◆ PASSAGE TO READ
The First Three Months After Kidney Transplant

11270574_10205781819058001_4961367288152030148_oThey say the first three months after kidney transplant are the worst. Some say it is worse than dialysis. After reading the kidney forums online, my husband had told me it was true. The majority of transplant recipients not only agreed with these statements, they shared personal stories to back them up. One man had screamed at the doctors to take the damn thing out and put him back on the dialysis machine. I shook my head and vehemently disagreed. Nothing was worse than life on dialysis. It was no life at all.

“This isn’t going to be easy. Are you sure you’re up for this?” The interviews and probing questions for transplant failed to discredit the online forums and comments from patients who had been there and done that. Every Neurologist confirmed the inevitable truth. The truth I refused to believe – this was going to be hard as hell.

Today, I can honestly say with conviction and experience that it is true. The first three months after transplant are the worst. I have never been so emotionally stripped. Worst case scenarios play hide and seek. Ridded of short term memory, my mind allows insecurities to run amok and reign supreme. Pediatric nightmares re-play in real time.

Labs can change on a dime, and do. The toss of that coin is consistently inconsistent. In one day for blood work and back the next. Then it’s two days or three, maybe an entire week – only to start the cycle all over again. I refuse to watch one more re-direct. The only comfort was a man who once sat two seats down from me cursing at a Phlebotomist. I am not alone. As my labs go, so do my meds. Twenty some odd pills with a plethora of side effects, results, and consequences add to my fragile emotions and mental state of mind. What a ride.

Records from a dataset
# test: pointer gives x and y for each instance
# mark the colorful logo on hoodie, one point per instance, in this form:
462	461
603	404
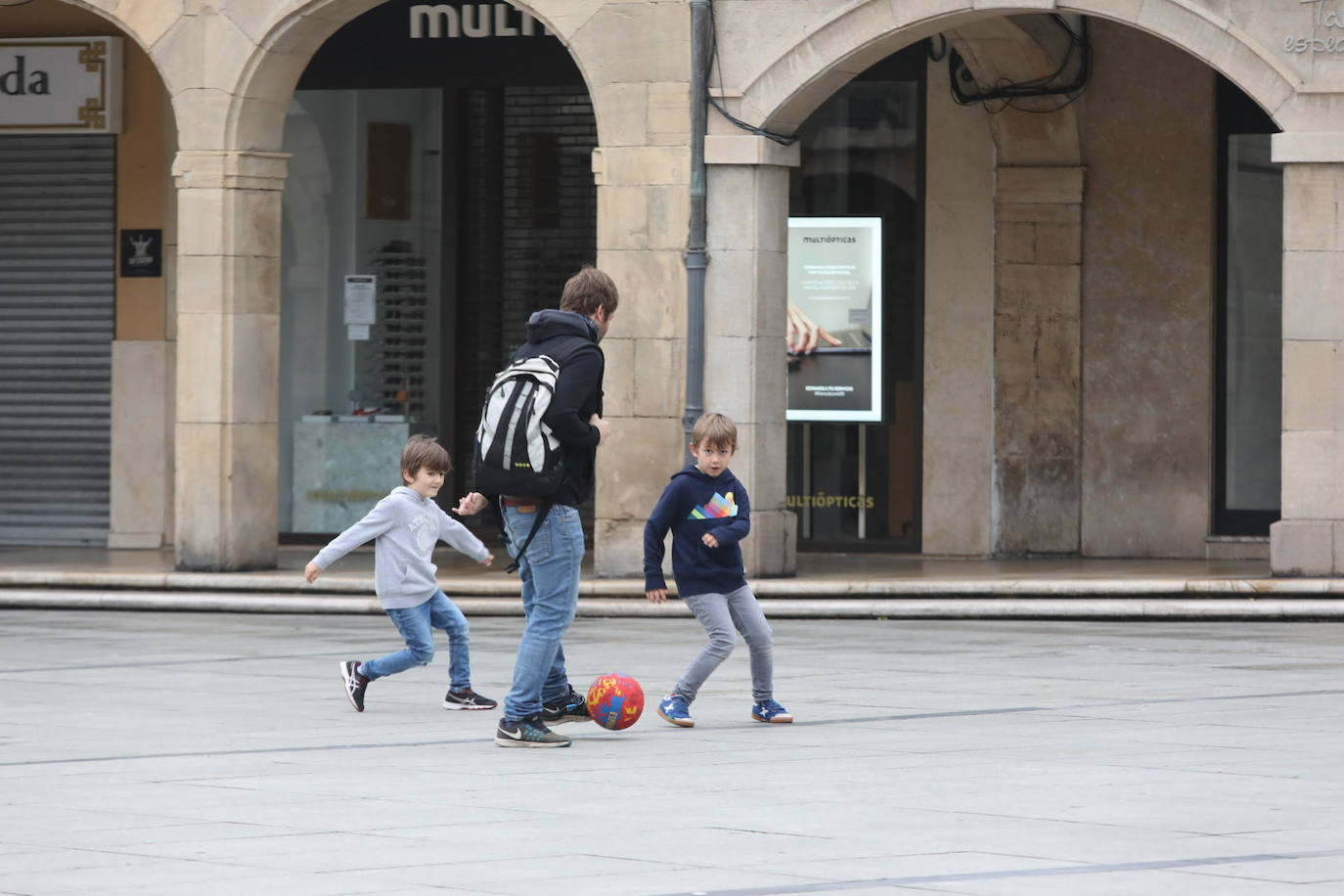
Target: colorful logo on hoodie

◆ APPLY WHAT YOU READ
1. In the kidney transplant piece, what did one man scream at the doctors?
2. Update part of the kidney transplant piece, beginning at the sentence that contains "The First Three Months After Kidney Transplant" and stopping after "life at all.", with "dialysis" changed to "hemodialysis" throughout.
These entries were drawn from a separate source and are unrelated to the kidney transplant piece.

◆ WRITTEN RESPONSES
1. He screamed at them to take the damn thing out and put him back on the dialysis machine.

2.
The First Three Months After Kidney Transplant

11270574_10205781819058001_4961367288152030148_oThey say the first three months after kidney transplant are the worst. Some say it is worse than hemodialysis. After reading the kidney forums online, my husband had told me it was true. The majority of transplant recipients not only agreed with these statements, they shared personal stories to back them up. One man had screamed at the doctors to take the damn thing out and put him back on the hemodialysis machine. I shook my head and vehemently disagreed. Nothing was worse than life on hemodialysis. It was no life at all.